# START OF Document section

“Man, you guys suck!” The trivia host said as he came by our table table to retrieve his brightly colored buzzer. He wasn’t wrong. My friend/trivia partner and I probably should have had less to drink. We probably should have been playing closer attention to the questions, or stopped second-guessing ourselves into wrong answers. Now, the contest was over, and our chances at a $10 bar tab were utterly dashed. Of the six or so teams competing, we came in dead last.
In recent years, bar trivia has emerged as a popular pastime for bar patrons to put their knowledge to the test in a quiz show format, complete with dynamic and entertaining hosts. In these contests, teams which typically consist of a handful of friends, vye against each other for meager prizes—usually a small amount knocked off of the winning team’s bar bill. As my luckless friend and I quickly learned, it’s a form of entertainment where only the fast and the nerdy survive.
Like karaoke, bar trivia offers participants a chance do something at their local watering hole besides pound drinks. Bars are eager for something to draw customers on the slower nights of the week, and contestants get the chance to put their pop culture knowledge to work. But what kind of person goes to a bar on a weeknight to mentally dominate drunk strangers?

# END OF Document section

■ Given exercise A ■
In the bar trivia piece, where did the writer's team finish among the competing teams?
■ Given exercise B ■
Write the next part of the bar trivia piece, picking up after its final sentence.

# START OF Extracted data

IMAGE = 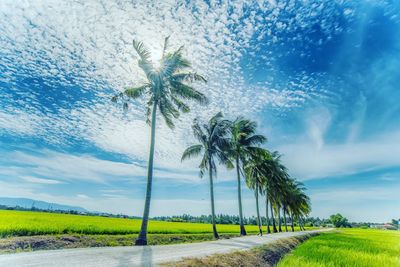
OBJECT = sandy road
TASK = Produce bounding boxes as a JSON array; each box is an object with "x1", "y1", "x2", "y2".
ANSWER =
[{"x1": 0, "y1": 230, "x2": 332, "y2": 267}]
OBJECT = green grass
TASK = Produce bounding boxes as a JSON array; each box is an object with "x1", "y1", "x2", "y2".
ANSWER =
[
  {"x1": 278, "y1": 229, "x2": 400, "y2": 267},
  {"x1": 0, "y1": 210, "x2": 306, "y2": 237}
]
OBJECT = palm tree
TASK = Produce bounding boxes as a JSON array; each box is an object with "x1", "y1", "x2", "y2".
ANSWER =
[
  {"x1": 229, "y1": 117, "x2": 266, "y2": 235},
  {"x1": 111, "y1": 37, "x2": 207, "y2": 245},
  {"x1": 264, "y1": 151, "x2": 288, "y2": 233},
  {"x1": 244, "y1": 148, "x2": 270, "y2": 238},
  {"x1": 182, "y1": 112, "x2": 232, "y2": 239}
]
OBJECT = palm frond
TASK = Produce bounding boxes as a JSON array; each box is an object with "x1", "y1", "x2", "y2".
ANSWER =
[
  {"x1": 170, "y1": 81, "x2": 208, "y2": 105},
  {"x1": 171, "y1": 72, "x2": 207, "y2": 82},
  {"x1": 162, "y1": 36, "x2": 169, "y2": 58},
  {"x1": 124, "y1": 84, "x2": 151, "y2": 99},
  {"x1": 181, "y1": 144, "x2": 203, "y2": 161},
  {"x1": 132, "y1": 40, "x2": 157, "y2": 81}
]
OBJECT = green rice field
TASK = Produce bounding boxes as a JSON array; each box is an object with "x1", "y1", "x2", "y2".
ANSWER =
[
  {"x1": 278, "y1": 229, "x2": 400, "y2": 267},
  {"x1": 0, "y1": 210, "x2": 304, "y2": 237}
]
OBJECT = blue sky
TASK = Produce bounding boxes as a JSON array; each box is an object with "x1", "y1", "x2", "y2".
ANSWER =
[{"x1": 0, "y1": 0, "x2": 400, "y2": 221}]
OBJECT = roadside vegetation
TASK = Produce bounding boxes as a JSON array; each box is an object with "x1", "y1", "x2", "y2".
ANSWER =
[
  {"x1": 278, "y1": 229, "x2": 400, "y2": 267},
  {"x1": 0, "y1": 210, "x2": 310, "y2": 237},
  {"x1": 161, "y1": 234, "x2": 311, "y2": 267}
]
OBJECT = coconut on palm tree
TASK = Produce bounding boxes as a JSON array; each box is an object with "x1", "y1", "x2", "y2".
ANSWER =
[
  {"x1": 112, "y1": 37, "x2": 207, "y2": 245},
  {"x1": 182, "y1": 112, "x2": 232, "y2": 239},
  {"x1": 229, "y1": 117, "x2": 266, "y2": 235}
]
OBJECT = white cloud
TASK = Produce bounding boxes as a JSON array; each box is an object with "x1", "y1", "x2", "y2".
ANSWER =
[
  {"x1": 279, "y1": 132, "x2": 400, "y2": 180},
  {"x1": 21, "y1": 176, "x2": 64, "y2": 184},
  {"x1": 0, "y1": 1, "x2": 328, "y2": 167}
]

# END OF Extracted data
# START OF Extracted data

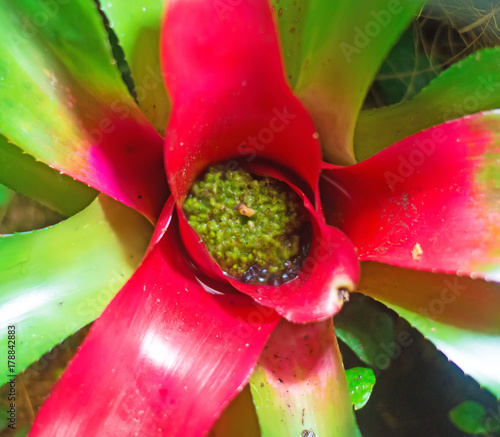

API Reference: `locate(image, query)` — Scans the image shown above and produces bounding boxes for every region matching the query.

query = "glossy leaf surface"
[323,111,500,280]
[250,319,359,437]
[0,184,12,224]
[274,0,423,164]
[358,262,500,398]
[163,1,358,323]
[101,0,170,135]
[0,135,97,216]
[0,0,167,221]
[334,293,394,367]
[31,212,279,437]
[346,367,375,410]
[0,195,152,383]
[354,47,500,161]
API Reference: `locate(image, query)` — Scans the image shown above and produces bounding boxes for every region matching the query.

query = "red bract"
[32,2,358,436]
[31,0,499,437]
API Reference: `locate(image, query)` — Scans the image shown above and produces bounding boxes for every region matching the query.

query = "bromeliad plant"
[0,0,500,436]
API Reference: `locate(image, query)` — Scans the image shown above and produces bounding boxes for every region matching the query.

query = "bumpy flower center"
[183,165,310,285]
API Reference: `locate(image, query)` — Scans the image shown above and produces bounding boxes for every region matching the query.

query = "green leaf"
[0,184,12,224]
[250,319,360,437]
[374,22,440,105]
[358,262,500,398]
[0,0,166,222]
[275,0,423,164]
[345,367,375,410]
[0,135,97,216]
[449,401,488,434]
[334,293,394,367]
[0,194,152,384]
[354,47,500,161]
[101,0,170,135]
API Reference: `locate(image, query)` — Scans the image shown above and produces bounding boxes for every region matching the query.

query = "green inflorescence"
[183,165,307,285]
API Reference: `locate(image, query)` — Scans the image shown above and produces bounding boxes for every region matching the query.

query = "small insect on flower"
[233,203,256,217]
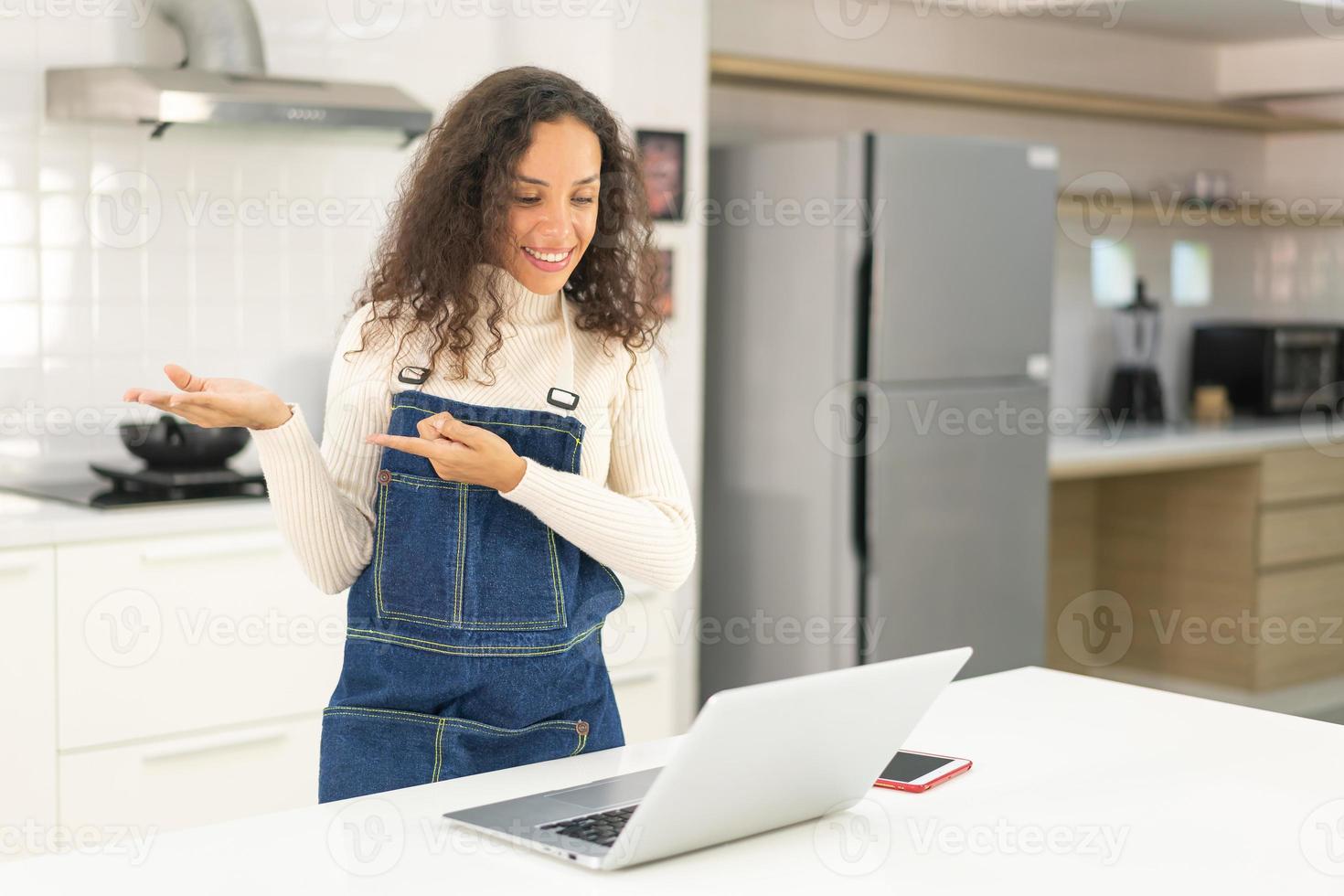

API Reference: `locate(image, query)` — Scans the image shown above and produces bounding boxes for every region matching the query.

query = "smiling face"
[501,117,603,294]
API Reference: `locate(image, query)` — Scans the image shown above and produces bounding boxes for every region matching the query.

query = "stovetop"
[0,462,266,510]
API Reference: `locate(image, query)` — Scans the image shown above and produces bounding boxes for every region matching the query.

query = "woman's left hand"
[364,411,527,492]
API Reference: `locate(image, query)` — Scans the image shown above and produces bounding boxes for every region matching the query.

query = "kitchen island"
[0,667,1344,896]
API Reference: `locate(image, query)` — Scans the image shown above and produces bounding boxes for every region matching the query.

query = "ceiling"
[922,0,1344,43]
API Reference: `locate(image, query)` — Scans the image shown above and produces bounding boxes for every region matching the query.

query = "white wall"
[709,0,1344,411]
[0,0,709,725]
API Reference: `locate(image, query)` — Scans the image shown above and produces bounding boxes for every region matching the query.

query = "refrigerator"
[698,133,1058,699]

# END OF Extracted data

■ Response A ■
They came in dead last out of six or so teams.

■ Response B ■
“In my opinion, there’s trivia people, and then there’s not,” explains John Egbert, who hosts several trivia nights each week for the company Excess Trivia (it was Egbert who chided my friend and I that evening when we completely bombed). “I have a lot of people sign up just to try it, and quickly realize it’s not for them.”
By day, Egbert is a working artist—he recently designed beer labels for Columbus’ Elevator Brewing. By night, he leads bar patrons through rounds of buzzer-style (think Jeopardy) and multiple-choice rounds of trivia in his role as host.
“When I started this I wasn’t a trivia guy. I did not have fun playing Trivial Pursuit; I didn’t watch Jeopardy,” Egbert says of his beginnings in what has become a full-time pursuit. He only fell in love with trivia after tiring of his onetime role of karaoke host.
“I felt like with karaoke, one of the downsides was dealing with really busy nights and everybody wanting to sing—and not wanting to wait to sing,” Egbert explains. “With trivia, everybody gets to play at the same time. Everybody gets to be the star.”
If public recognition is a motivator for their audience, you have to wonder what would inspire Egbert and his fellow hosts to choose this unique vocation.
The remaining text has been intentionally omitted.